Per 1 juli 2008 is de nieuwe Wet ruimtelijke ordening in werking getreden. Ook in deze wet is afstemming van ruimtelijke ontwikkelingen en water voor ruimtelijke plannen opgenomen. Al sinds enige jaren wordt in ruimtelijke plannen aangegeven op welke wijze rekening is gehouden met de waterhuishouding. Hiervoor wordt het watertoetsproces doorlopen waarbij de conclusies ten aanzien van alle wateraspecten in een waterparagraaf worden beschreven.

In artikel 3.1.1 van het nieuwe Besluit ruimtelijke ordening is bepaald dat het bestuursorgaan dat belast is met de voorbereiding van een bestemmingsplan daarbij overleg pleegt met o.a. de waterschappen. In artikel 3.1.6. van datzelfde besluit is aangegeven dat in de toelichting op een ontwerpbestemmingsplan is beschreven op welke wijze in het plan rekening is gehouden met de gevolgen voor de waterhuishouding.

4.8.1 Nationaal Waterplan

In december 2009 is het Nationaal Waterplan vastgesteld. Dit plan geeft op hoofdlijnen aan welk beleid het Rijk in de periode 2009 - 2015 voert om te komen tot een duurzaam waterbeheer. Het Nationaal Waterplan richt zich op bescherming tegen overstromingen, voldoende en schoon water en diverse vormen van gebruik van water. Ook worden de maatregelen genoemd die hiervoor worden genomen.

+ + +

> VRAGEN OVER MATERIAAL
**a.** Zet de hoofdfeiten van de alinea die begint met "In december 2009" uit de tekst over waterbeleid korter in een lijst.
**b.** Schrijf het volgende stuk van de tekst over waterbeleid en ruimtelijke ordening, aansluitend op de laatste zin.

+ + +

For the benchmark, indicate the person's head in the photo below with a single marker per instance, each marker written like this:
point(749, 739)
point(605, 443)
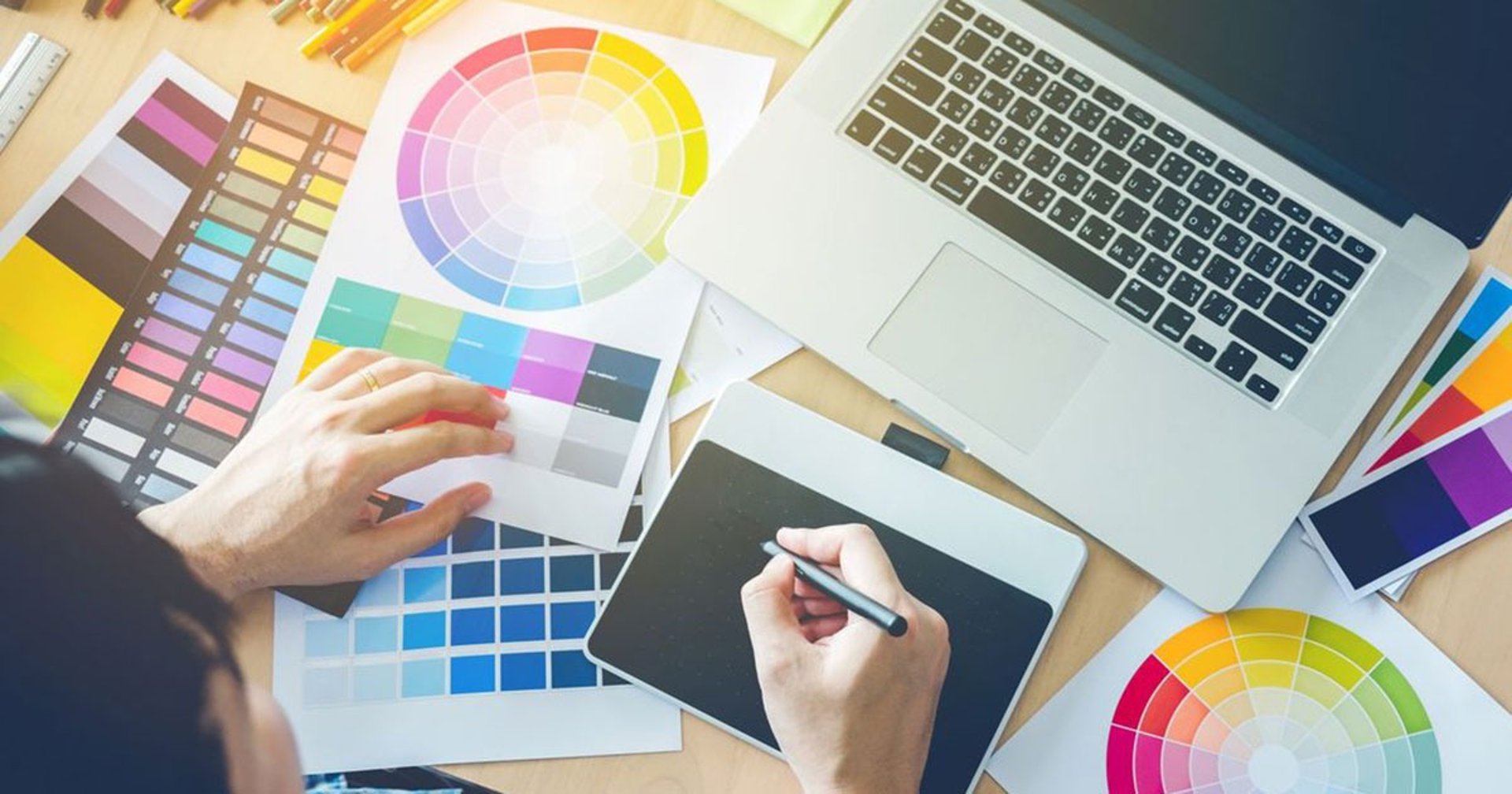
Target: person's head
point(115, 660)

+ + +

> UITKOMSTEN
**a.**
- Het Nationaal Waterplan is in december 2009 vastgesteld.
- Het geeft op hoofdlijnen aan welk beleid het Rijk in de periode 2009 - 2015 voert voor duurzaam waterbeheer.
- Het richt zich op bescherming tegen overstromingen, voldoende en schoon water en verschillende vormen van watergebruik.
- Het noemt ook de maatregelen die daarvoor worden genomen.

**b.**
Het Nationaal Waterplan is de opvolger van de Vierde Nota Waterhuishouding uit 1998 en vervangt alle voorgaande nota's waterhuishouding. Het Nationaal Waterplan is opgesteld op basis van de Waterwet die met ingang van 22 december 2009 van kracht is. Op basis van de Wet ruimtelijke ordening heeft het Nationaal Waterplan voor de ruimtelijke aspecten de status van structuurvisie. De belangrijkste wateropgaven voor Zeddam zijn watertekort, grondwater, wateroverlast en grondwaterkwaliteit.

4.8.2 Waterplan Gelderland 2010-2015

Het Waterplan bevat het waterbeleid van de provincie en is de opvolger van het derde Waterhuishoudingsplan (WHP3). Het beleid uit WHP3 wordt grotendeels voortgezet. Het Waterplan is tegelijk opgesteld met de water(beheer)plannen van het Rijk en de waterschappen. In onderlinge samenwerking zijn de plannen zo goed mogelijk op elkaar afgestemd. Het Waterplan Gelderland 2010-2015 is op 1 januari 2010 in werking getreden.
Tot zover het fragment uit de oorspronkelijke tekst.